GIVEN RECORDS:
• • • •
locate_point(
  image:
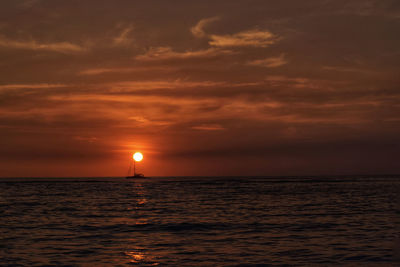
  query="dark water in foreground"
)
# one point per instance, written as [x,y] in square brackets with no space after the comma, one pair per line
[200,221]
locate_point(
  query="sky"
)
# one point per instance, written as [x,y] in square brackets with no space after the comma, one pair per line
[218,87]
• • • •
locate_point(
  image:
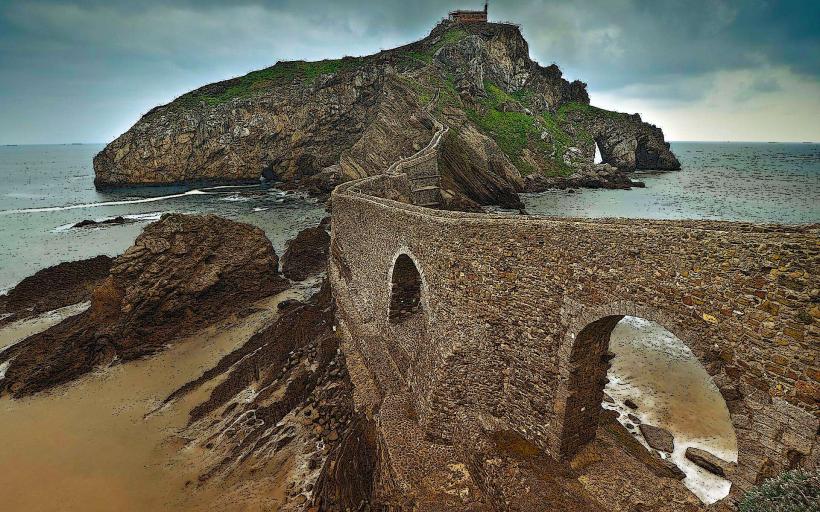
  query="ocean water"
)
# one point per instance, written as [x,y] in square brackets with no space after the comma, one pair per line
• • • •
YOUR GOAL: Extract every line above that contains the string "query".

TASK RESPONSE:
  query="dark water in foreground"
  query="sky"
  query="ocean water"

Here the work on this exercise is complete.